[REQUIREMENTS]: In the lines below, switch each "pin" to "marker" and leave everything else unchanged. Write the lines out again without the pictures.
____ DATASET EXCERPTS
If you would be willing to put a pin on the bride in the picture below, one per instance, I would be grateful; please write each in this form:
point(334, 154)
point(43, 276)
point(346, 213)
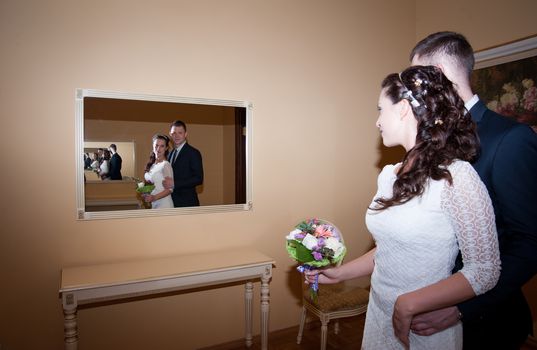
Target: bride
point(156, 170)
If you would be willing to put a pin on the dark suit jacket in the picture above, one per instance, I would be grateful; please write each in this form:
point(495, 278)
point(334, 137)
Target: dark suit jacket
point(115, 167)
point(508, 167)
point(187, 174)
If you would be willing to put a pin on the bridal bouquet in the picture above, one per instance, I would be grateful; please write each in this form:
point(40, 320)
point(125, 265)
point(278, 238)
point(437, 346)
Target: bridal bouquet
point(315, 243)
point(143, 189)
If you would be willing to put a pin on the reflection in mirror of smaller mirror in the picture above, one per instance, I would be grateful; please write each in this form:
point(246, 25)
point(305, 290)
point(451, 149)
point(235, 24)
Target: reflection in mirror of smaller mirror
point(220, 129)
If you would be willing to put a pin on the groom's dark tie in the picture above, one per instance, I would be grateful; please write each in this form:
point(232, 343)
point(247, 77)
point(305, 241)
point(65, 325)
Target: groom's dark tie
point(173, 156)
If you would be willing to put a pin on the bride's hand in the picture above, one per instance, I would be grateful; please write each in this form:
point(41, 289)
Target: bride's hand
point(401, 319)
________
[FINISHED EXERCISE]:
If you would be willing to put a marker on the bride in the picture below, one per instance, I would be grateful; please write each in this form:
point(334, 154)
point(43, 276)
point(346, 213)
Target: bride
point(156, 170)
If you would be willing to put a marker on the dark suit jacket in the picture above, one per instance, I would be grateful; please write each in this form:
point(495, 278)
point(334, 137)
Target: dark suit jacket
point(115, 167)
point(508, 167)
point(187, 174)
If you would be willing to put a marker on the bridal bouquet in the picture above, one per instance, I would be grateful; please write each in this form:
point(40, 320)
point(125, 265)
point(278, 238)
point(437, 346)
Target: bridal bouquet
point(315, 243)
point(143, 189)
If you would be willing to put a marker on the reflection in mirror of smaller mirror in the picture above, one per instance, I would be grateful; please write each in this form:
point(246, 25)
point(305, 290)
point(451, 149)
point(235, 24)
Target: reflection in mirror of smaller mirror
point(220, 129)
If you would be willing to put a marker on the groom's dark tie in the picture above, one per instance, I would be grateful; please write each in this form:
point(232, 343)
point(247, 77)
point(305, 241)
point(65, 325)
Target: groom's dark tie
point(173, 156)
If you would be willing to put a marker on the bride's hand in the picture above, one per instance, I would be grateful; please write each in this form:
point(41, 289)
Target: bride's hand
point(401, 319)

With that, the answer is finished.